What to produce:
Every line in the data below has to be repeated exactly; no picture belongs in the result.

Image-grounded pointing data:
- - - - - - -

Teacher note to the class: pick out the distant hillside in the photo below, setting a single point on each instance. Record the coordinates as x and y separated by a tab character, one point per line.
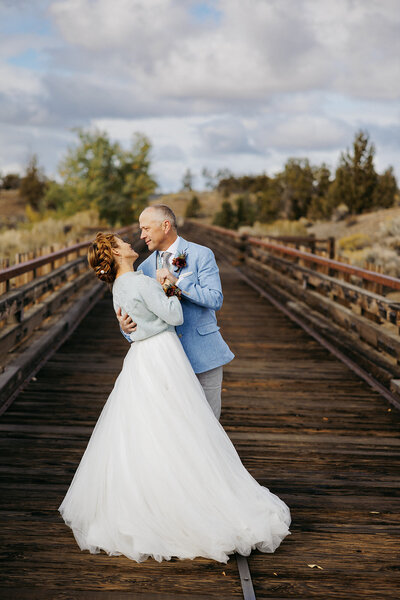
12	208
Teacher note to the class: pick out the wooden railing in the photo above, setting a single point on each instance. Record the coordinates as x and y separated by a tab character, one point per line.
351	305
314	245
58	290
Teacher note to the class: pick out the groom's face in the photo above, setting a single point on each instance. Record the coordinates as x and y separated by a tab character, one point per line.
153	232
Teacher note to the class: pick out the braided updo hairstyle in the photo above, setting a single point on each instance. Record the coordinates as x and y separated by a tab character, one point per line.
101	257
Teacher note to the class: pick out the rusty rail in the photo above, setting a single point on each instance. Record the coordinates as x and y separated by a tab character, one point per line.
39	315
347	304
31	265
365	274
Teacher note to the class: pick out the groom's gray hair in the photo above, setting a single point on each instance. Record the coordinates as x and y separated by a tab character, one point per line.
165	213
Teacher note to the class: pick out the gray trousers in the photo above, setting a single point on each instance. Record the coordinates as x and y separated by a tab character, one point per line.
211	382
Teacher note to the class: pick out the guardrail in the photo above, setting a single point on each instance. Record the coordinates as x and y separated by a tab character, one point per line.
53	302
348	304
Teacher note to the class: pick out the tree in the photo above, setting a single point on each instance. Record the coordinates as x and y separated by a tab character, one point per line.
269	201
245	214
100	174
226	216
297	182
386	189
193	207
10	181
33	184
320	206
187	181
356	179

- - - - - - -

Exercise answer:
Teacher note to the class: pick out the distant hillside in the photo below, setting a single point on each instance. Record the coordinates as x and y separated by a tab character, one point per line.
12	208
Teacher note to the class: pick out the wooden railing in the photo above, setting a single point on each instance. Record the coordinates as x and y separated by a tab character, one point per line.
351	305
314	245
58	290
Teacher note to the class: pick out the groom's face in the photo above, setting a single point on each instance. Record the coordinates as x and y separated by a tab character, one point per line.
153	232
Teacher note to the class: pick out the braided updo hairstyle in the photo above, setting a single point on each instance. Record the coordinates as x and y separated by a tab character, one point per line.
101	257
Teacher note to the class: pick out the rusty rail in the photo above, setting a single point on each instance. Record the coordinates as x and y separated by a tab character, one point per line.
39	315
347	304
31	265
365	274
Teacher note to the class: pick out the groom's gray hair in the photo above, setting a single point on each instance. Record the coordinates as x and y separated by a tab character, one point per line.
165	213
Teacher note to the class: pick out the gray trousers in the photo above, setting a single point on each instance. Record the coordinates as x and y separated by a tab character, one point per line.
211	382
Teacher note to the class: pick out the guardrail in the photo above, setting a single point on each instance. Record the coordinates as x and y separated by a tab character, one point per line.
53	302
348	304
Teacher note to the class: pick out the tree in the photo above, setting a single point on each instance. Record the coordinates as x and y separated by a tab character, one point per line.
269	201
245	214
100	174
226	216
297	182
386	189
193	207
10	181
33	184
320	206
187	181
356	179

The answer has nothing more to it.